Stored records
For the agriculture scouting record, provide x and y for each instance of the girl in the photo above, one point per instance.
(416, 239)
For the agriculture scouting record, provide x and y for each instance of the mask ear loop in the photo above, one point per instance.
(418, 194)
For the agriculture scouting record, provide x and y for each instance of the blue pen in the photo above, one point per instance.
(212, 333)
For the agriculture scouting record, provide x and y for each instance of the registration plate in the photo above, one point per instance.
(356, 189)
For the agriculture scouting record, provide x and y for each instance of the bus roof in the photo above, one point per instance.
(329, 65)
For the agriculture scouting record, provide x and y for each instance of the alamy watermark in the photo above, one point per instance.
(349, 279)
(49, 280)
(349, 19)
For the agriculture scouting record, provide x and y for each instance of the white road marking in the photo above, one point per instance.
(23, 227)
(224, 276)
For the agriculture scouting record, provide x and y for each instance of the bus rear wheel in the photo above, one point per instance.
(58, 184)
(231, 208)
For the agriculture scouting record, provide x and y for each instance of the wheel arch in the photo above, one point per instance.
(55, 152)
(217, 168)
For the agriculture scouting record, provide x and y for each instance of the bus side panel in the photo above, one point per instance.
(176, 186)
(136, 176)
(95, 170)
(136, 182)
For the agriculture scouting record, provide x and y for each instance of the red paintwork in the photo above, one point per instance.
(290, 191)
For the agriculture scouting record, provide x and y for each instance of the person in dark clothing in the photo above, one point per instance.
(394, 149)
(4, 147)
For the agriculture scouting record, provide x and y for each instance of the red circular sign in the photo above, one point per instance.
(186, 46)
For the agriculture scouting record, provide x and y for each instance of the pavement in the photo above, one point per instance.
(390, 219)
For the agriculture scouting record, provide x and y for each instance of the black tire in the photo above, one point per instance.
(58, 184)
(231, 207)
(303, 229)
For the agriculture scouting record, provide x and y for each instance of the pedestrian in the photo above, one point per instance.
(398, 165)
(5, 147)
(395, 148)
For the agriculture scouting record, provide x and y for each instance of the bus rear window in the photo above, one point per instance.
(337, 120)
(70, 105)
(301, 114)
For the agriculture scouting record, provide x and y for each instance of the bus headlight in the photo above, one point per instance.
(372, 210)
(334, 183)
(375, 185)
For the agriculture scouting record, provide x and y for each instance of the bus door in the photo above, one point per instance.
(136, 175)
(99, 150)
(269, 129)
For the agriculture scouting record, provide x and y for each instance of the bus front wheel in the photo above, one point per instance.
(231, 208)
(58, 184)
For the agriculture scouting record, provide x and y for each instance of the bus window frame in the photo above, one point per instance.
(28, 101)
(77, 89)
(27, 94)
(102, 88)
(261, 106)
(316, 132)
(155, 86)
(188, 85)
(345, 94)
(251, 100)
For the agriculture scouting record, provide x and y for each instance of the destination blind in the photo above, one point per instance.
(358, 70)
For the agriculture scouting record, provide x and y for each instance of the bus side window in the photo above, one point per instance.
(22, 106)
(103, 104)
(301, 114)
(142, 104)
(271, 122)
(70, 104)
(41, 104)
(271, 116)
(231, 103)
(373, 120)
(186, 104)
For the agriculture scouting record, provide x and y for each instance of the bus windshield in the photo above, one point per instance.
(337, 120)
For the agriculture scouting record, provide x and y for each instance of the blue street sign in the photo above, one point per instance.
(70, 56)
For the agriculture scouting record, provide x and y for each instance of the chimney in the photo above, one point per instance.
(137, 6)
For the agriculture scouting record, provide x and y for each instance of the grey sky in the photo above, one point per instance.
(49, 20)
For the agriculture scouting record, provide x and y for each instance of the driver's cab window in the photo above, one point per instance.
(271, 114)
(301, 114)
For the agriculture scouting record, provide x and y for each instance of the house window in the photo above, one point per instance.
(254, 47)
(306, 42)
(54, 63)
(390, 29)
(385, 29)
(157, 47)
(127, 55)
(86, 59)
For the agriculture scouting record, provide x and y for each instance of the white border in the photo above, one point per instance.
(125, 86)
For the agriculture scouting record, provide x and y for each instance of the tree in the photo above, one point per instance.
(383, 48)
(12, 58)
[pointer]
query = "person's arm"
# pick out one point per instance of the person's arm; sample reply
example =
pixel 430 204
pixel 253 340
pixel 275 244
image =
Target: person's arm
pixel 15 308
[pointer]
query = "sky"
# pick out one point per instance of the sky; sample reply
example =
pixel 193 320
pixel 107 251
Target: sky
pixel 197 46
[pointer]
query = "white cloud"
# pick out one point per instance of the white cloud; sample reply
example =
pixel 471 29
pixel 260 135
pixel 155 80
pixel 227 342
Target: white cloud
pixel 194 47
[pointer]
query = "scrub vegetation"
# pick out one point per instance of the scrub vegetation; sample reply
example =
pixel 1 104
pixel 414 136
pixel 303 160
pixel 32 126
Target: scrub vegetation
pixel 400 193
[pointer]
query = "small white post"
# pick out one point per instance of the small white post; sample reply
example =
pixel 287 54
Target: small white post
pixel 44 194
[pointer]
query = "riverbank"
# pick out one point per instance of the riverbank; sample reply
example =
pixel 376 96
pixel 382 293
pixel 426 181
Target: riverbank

About this task: Which lines above contain "query"? Show each of them.

Exercise answer:
query = "person's arm"
query = "sky"
query = "white cloud"
query = "scrub vegetation"
query = "small white post"
query = "riverbank"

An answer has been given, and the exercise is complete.